------ DATASET ENTRIES
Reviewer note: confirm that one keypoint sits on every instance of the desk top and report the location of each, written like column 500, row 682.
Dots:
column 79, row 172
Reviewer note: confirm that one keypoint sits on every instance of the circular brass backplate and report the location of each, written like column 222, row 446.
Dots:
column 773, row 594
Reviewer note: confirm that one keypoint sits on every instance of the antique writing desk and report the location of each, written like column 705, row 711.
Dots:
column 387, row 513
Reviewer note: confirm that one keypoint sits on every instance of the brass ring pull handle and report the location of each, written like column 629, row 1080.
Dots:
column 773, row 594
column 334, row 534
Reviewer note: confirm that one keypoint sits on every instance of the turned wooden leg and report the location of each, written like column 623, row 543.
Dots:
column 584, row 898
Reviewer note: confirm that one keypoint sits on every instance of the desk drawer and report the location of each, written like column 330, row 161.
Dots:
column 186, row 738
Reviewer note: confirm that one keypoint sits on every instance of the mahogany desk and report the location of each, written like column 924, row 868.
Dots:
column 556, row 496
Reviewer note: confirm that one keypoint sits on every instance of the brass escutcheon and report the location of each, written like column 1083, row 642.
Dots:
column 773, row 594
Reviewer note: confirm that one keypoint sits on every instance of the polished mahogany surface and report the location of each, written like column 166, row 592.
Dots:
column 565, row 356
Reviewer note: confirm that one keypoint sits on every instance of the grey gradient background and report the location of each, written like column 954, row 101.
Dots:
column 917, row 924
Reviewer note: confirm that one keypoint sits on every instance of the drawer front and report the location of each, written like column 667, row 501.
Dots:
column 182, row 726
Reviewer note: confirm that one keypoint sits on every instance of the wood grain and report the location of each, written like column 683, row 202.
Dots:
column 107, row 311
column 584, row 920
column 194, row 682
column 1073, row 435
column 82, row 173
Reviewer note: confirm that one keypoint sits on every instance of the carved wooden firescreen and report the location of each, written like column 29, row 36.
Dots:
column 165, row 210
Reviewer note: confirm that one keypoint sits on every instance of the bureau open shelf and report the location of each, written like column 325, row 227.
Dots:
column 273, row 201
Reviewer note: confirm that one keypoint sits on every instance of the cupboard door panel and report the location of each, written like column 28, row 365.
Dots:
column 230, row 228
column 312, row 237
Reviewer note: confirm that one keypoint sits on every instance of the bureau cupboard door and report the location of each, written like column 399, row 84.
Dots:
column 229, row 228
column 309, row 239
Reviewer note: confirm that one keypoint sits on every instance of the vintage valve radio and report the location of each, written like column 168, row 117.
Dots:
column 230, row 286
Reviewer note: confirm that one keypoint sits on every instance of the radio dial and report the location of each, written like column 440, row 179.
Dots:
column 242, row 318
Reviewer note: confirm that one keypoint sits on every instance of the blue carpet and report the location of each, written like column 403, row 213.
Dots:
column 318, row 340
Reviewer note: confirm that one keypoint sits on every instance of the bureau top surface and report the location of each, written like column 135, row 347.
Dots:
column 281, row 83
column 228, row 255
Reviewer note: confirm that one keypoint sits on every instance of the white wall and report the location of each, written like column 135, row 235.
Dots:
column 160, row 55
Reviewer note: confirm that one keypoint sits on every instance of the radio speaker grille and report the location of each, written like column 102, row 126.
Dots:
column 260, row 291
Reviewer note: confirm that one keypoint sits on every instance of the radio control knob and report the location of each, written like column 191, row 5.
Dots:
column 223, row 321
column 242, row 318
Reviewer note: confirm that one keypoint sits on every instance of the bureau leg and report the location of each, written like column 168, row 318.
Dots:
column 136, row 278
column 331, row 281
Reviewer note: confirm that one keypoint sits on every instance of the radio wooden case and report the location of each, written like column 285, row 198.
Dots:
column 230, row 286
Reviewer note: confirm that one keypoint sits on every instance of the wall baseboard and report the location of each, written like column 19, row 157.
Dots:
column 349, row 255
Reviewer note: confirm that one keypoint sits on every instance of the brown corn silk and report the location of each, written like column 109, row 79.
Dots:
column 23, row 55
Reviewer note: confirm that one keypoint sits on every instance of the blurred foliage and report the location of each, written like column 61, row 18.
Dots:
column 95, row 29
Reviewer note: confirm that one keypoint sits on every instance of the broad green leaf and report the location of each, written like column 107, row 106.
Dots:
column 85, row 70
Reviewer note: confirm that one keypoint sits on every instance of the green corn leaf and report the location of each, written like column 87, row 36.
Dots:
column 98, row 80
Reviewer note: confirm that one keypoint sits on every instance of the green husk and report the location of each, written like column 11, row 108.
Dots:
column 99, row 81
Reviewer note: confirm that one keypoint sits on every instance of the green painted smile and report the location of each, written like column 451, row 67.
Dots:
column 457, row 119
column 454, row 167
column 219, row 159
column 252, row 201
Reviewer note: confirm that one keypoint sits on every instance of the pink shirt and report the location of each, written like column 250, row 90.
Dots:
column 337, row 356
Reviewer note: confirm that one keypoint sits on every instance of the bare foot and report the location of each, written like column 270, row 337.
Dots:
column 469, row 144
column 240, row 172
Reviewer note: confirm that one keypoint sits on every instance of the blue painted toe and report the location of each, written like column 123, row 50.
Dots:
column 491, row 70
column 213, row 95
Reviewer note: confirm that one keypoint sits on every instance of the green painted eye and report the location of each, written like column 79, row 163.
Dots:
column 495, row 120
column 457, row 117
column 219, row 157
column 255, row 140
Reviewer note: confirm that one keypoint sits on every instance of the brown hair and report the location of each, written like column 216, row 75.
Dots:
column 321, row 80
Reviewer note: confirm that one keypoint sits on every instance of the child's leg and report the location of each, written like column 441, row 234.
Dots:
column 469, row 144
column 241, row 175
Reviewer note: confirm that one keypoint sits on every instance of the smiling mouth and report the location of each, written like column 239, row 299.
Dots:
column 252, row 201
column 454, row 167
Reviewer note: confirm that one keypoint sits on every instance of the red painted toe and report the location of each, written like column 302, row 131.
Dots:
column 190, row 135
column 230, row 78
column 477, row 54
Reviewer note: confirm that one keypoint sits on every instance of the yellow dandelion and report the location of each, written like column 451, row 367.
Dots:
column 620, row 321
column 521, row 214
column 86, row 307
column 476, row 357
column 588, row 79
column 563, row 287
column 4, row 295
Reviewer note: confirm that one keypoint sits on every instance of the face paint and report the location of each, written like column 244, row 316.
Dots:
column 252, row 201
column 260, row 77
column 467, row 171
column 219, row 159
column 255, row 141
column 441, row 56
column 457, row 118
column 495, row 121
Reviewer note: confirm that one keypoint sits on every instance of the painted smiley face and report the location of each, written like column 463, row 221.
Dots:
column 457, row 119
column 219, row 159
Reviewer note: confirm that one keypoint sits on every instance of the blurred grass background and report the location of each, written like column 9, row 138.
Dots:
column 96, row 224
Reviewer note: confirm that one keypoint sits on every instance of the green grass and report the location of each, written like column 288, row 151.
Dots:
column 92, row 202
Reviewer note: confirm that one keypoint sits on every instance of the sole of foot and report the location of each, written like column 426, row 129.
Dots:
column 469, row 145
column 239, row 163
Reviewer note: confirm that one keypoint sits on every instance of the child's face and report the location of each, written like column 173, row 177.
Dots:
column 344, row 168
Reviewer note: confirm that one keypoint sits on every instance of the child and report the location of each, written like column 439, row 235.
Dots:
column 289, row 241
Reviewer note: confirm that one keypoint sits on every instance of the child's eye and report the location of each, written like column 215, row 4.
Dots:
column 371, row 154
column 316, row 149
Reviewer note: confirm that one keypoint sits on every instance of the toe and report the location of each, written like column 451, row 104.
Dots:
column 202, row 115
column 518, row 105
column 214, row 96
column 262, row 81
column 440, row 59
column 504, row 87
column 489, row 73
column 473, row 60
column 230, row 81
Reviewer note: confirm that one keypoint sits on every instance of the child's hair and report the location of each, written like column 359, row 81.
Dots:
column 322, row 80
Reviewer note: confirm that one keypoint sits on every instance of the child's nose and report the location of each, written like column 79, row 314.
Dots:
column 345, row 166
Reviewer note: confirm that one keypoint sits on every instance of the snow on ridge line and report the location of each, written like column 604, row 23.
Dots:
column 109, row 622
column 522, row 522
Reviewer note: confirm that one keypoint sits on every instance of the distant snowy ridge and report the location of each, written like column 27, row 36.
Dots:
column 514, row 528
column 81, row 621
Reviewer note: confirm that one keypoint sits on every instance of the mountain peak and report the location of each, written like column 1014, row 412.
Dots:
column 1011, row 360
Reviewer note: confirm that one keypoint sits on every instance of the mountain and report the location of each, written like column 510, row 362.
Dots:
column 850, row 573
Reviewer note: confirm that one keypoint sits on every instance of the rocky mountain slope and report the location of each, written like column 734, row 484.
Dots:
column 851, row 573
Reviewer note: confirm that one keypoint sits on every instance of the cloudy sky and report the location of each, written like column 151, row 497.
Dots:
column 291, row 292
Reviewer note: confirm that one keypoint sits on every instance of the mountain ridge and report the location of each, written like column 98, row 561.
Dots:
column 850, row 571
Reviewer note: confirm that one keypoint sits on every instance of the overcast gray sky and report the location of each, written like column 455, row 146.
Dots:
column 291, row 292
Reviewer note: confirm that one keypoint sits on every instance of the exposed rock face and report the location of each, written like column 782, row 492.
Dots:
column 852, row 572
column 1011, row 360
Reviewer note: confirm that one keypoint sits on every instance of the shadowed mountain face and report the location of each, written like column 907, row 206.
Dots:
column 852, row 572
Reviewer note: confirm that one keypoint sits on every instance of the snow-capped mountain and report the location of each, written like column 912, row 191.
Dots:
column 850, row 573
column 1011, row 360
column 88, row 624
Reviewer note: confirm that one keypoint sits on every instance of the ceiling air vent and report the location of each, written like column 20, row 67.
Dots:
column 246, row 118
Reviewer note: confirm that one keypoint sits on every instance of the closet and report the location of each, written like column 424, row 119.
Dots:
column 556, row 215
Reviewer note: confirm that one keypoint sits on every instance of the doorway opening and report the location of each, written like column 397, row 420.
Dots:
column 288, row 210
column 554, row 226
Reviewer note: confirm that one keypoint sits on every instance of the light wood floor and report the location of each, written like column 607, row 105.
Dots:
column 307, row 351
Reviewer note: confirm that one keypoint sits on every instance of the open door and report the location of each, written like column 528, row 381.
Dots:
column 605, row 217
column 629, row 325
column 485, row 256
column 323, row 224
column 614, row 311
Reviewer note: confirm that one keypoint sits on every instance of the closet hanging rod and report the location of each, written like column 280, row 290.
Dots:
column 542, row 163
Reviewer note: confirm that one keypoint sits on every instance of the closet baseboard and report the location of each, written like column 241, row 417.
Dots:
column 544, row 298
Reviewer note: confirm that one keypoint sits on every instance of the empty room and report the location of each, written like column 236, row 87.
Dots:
------------
### YOUR OBJECTIVE
Please change "keypoint" to "marker" in the items between the line holding "359, row 81." and the line holding "column 851, row 573", inclusive, and give back only those lines with nothing else altered.

### FINISHED ANSWER
Reviewer note: confirm that one marker sits on every instance of the child's hair and report the location of each, written like column 359, row 81.
Dots:
column 322, row 80
Reviewer note: confirm that one marker sits on every instance of the child's nose and report the location of each, written like column 79, row 314.
Dots:
column 345, row 166
Reviewer note: confirm that one marker sits on every instance of the snow on ridge line and report the location of each, written like column 604, row 23.
Dots:
column 109, row 622
column 522, row 522
Reviewer note: confirm that one marker sits on every instance of the distant snowy ridge and report the location of each, written like column 27, row 36.
Dots:
column 514, row 528
column 81, row 621
Reviewer note: confirm that one marker sits on every instance of the mountain peak and report the location of each, written like column 1014, row 412.
Dots:
column 1011, row 360
Reviewer note: confirm that one marker sits on every instance of the mountain and report the location of each, written like column 510, row 362.
Dots:
column 850, row 573
Reviewer note: confirm that one marker sits on every instance of the rocky mountain slope and report the location of each, written like column 734, row 484.
Dots:
column 851, row 573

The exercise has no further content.